Dati raccolti:
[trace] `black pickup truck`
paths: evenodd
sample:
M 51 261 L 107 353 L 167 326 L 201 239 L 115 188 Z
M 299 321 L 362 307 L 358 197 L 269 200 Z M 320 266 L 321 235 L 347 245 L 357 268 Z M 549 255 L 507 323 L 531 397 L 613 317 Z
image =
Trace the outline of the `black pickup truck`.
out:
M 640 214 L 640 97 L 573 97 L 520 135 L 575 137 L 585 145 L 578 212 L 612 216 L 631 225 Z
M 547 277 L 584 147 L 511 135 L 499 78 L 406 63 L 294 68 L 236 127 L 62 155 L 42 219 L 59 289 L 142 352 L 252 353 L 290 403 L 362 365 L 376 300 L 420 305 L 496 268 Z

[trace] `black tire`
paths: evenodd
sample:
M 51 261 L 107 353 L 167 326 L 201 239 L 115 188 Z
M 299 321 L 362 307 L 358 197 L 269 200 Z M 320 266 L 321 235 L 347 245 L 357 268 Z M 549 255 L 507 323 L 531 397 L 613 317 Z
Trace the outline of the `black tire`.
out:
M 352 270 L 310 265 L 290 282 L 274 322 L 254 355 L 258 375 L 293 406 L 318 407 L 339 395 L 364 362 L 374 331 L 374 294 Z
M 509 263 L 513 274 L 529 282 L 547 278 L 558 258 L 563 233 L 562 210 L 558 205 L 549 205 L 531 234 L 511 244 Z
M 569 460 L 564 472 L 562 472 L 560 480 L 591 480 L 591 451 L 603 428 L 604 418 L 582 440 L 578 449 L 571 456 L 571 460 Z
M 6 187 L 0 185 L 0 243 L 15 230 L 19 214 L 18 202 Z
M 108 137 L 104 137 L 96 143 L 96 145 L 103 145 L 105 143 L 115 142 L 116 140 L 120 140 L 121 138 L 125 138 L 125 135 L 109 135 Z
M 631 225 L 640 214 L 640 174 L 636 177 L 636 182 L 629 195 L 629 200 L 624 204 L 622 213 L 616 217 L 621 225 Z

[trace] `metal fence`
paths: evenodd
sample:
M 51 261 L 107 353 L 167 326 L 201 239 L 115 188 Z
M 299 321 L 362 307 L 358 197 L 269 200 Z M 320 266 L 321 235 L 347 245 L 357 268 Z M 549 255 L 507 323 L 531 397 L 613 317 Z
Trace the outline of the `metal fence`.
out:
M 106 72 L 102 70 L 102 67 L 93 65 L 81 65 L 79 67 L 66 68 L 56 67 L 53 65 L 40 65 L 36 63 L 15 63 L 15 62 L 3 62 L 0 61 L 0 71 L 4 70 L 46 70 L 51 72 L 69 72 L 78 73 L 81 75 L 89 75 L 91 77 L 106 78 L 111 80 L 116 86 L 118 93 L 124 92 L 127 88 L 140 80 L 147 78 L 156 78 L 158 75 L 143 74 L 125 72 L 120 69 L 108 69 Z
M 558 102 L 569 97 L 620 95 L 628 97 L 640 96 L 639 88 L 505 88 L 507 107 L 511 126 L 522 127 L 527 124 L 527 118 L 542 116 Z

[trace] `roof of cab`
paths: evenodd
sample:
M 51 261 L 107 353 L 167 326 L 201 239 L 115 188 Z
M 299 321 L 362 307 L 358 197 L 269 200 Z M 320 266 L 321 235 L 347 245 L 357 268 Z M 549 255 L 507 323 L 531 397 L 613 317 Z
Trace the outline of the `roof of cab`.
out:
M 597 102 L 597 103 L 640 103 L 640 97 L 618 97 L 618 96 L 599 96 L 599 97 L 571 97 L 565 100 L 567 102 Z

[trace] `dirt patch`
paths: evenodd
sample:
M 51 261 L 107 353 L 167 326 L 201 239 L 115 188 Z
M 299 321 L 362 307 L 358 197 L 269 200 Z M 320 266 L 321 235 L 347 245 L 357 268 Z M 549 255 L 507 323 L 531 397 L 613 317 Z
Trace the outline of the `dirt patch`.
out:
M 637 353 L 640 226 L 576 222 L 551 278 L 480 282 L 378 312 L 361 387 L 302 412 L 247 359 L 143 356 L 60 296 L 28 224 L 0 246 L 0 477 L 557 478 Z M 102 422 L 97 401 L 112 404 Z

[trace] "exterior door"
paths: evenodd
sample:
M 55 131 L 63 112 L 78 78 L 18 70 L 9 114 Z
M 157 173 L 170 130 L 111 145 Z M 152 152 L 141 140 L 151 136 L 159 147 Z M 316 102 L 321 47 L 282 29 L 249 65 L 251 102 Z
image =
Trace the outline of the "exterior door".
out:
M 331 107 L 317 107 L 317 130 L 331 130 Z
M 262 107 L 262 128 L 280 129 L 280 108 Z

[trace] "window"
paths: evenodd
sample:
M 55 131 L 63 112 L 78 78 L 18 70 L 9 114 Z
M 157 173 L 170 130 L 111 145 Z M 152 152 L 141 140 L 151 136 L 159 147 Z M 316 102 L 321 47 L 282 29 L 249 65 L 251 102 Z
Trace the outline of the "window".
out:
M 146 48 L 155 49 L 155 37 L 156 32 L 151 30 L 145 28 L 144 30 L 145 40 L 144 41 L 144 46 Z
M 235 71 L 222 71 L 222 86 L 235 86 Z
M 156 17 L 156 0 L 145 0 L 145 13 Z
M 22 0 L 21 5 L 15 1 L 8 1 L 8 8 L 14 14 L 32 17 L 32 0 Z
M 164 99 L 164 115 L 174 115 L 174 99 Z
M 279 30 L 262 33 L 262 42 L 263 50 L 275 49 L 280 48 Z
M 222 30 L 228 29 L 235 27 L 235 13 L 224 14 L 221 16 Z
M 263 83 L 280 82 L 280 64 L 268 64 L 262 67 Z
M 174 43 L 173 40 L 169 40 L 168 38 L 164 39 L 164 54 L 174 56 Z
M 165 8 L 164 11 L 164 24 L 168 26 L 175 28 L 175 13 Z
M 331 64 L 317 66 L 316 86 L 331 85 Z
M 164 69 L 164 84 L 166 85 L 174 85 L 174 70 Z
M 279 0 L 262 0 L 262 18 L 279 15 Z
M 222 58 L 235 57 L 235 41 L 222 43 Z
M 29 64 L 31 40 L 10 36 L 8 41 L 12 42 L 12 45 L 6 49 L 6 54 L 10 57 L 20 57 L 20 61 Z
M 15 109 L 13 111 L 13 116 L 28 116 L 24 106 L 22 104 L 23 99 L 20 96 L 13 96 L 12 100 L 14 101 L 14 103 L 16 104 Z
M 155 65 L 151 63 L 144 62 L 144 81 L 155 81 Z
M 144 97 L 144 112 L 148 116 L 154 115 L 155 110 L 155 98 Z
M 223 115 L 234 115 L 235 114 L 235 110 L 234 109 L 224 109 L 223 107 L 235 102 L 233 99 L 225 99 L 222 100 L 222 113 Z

— Scopo dell'esercizio —
Modifica tutte le righe qui sopra sostituendo "metal fence" con "wire fence" e lascia invariato tutto il resto.

— Risultato atteso —
[trace] `black pickup truck`
paths: evenodd
sample:
M 51 261 L 107 353 L 167 326 L 201 239 L 115 188 Z
M 299 321 L 362 307 L 358 197 L 269 200 Z M 320 266 L 321 235 L 347 245 L 357 268 Z M 549 255 L 507 323 L 531 397 L 613 317 Z
image =
Trace the outline of the `black pickup truck`.
out:
M 640 214 L 640 97 L 573 97 L 520 135 L 575 137 L 585 145 L 578 212 L 612 216 L 631 225 Z
M 547 277 L 584 147 L 511 135 L 499 78 L 406 63 L 294 68 L 236 127 L 62 155 L 42 219 L 59 289 L 142 352 L 252 353 L 290 403 L 362 365 L 376 300 L 420 305 L 496 268 Z

[trace] `black tire`
paths: evenodd
sample:
M 51 261 L 107 353 L 167 326 L 201 239 L 115 188 Z
M 299 321 L 362 307 L 358 197 L 269 200 Z M 320 266 L 321 235 L 347 245 L 357 268 Z M 549 255 L 507 323 L 531 397 L 613 317 Z
Trace the outline of the `black tire`.
out:
M 352 270 L 310 265 L 290 282 L 274 322 L 254 355 L 258 375 L 293 406 L 318 407 L 339 395 L 364 362 L 374 331 L 374 294 Z
M 509 263 L 513 274 L 529 282 L 547 278 L 558 258 L 563 233 L 562 210 L 558 205 L 549 205 L 531 234 L 511 244 Z
M 569 460 L 564 472 L 562 472 L 560 480 L 591 480 L 591 451 L 603 428 L 604 418 L 582 440 L 578 449 L 571 456 L 571 460 Z
M 6 187 L 0 185 L 0 243 L 15 230 L 19 214 L 18 202 Z
M 108 137 L 104 137 L 96 143 L 96 145 L 103 145 L 105 143 L 115 142 L 116 140 L 120 140 L 121 138 L 125 138 L 125 135 L 109 135 Z
M 631 225 L 640 214 L 640 174 L 636 177 L 636 182 L 629 195 L 629 200 L 624 204 L 622 213 L 616 217 L 621 225 Z

[trace] `wire fence`
paths: evenodd
sample:
M 51 261 L 107 353 L 167 326 L 201 239 L 115 188 Z
M 299 321 L 362 307 L 358 197 L 269 200 Z M 320 266 L 321 235 L 347 245 L 357 268 Z M 549 255 L 507 323 L 531 397 L 613 317 Z
Trace the outline of the `wire fence`.
out:
M 106 72 L 102 70 L 102 67 L 93 65 L 81 65 L 79 67 L 66 68 L 56 67 L 53 65 L 40 65 L 36 63 L 15 63 L 15 62 L 3 62 L 0 61 L 0 71 L 4 70 L 46 70 L 51 72 L 69 72 L 78 73 L 81 75 L 89 75 L 91 77 L 106 78 L 111 80 L 116 86 L 118 93 L 124 92 L 127 88 L 140 80 L 147 78 L 156 78 L 158 75 L 143 74 L 125 72 L 120 69 L 108 69 Z
M 558 102 L 569 97 L 620 95 L 628 97 L 640 96 L 639 88 L 505 88 L 507 107 L 511 126 L 522 127 L 527 124 L 527 118 L 542 116 Z

[trace] `roof of cab`
paths: evenodd
sample:
M 51 261 L 107 353 L 167 326 L 201 239 L 115 188 Z
M 299 321 L 362 307 L 358 197 L 269 200 Z M 320 266 L 321 235 L 347 245 L 357 268 Z M 549 255 L 507 323 L 531 397 L 613 317 Z
Trace the outline of the `roof of cab`.
out:
M 597 102 L 597 103 L 640 103 L 640 97 L 618 97 L 618 96 L 599 96 L 599 97 L 571 97 L 565 100 L 567 102 Z

[trace] `dirt patch`
paths: evenodd
sample:
M 51 261 L 107 353 L 167 326 L 201 239 L 115 188 Z
M 299 321 L 362 307 L 358 197 L 269 200 Z M 320 266 L 321 235 L 347 245 L 357 268 Z M 549 255 L 507 323 L 531 397 L 613 317 Z
Trace the outline of the `dirt patch`.
out:
M 637 353 L 640 226 L 576 222 L 551 278 L 480 282 L 378 312 L 361 387 L 302 412 L 247 359 L 143 356 L 60 296 L 28 224 L 0 246 L 0 477 L 557 478 Z M 102 422 L 97 401 L 112 404 Z

[trace] "exterior door"
paths: evenodd
sample:
M 55 131 L 63 112 L 78 78 L 18 70 L 9 114 Z
M 157 173 L 170 130 L 111 145 Z M 152 152 L 141 140 L 151 136 L 159 147 Z M 316 102 L 321 47 L 282 29 L 249 65 L 251 102 Z
image =
Trace the outline of the "exterior door".
out:
M 331 107 L 317 107 L 317 130 L 331 130 Z
M 262 107 L 262 128 L 280 129 L 280 108 Z

[trace] "window"
paths: evenodd
sample:
M 55 131 L 63 112 L 78 78 L 18 70 L 9 114 Z
M 157 173 L 170 130 L 111 145 Z M 152 152 L 141 140 L 151 136 L 159 147 Z M 316 102 L 321 47 L 282 29 L 249 65 L 251 102 Z
Trace the outline of the "window".
out:
M 146 48 L 155 49 L 155 37 L 156 32 L 151 30 L 145 28 L 144 30 L 145 40 L 144 41 L 144 46 Z
M 235 71 L 222 71 L 222 86 L 235 86 Z
M 156 17 L 156 0 L 145 0 L 145 13 Z
M 22 0 L 21 5 L 15 1 L 8 1 L 8 8 L 14 14 L 32 17 L 32 0 Z
M 164 99 L 164 115 L 174 115 L 174 99 Z
M 279 30 L 262 33 L 262 42 L 263 50 L 275 49 L 280 48 Z
M 222 30 L 228 29 L 235 27 L 235 13 L 224 14 L 221 16 Z
M 263 83 L 280 82 L 280 64 L 268 64 L 262 67 Z
M 174 43 L 173 40 L 169 40 L 168 38 L 164 39 L 164 54 L 174 56 Z
M 165 8 L 164 11 L 164 24 L 168 26 L 175 28 L 175 13 Z
M 331 64 L 317 66 L 316 86 L 331 85 Z
M 164 69 L 164 84 L 166 85 L 174 85 L 174 70 Z
M 279 0 L 262 0 L 262 18 L 279 15 Z
M 222 58 L 235 57 L 235 41 L 222 43 Z
M 29 64 L 31 40 L 10 36 L 8 41 L 12 42 L 12 45 L 6 49 L 6 54 L 10 57 L 20 57 L 20 61 Z
M 15 109 L 13 111 L 13 116 L 28 116 L 24 106 L 22 104 L 23 99 L 20 96 L 13 96 L 12 100 L 14 101 L 14 103 L 16 104 Z
M 155 65 L 151 63 L 144 62 L 144 81 L 155 81 Z
M 144 97 L 144 112 L 148 116 L 154 115 L 155 110 L 155 98 Z
M 223 115 L 234 115 L 235 114 L 235 110 L 234 109 L 224 109 L 223 107 L 235 102 L 233 99 L 225 99 L 222 100 L 222 113 Z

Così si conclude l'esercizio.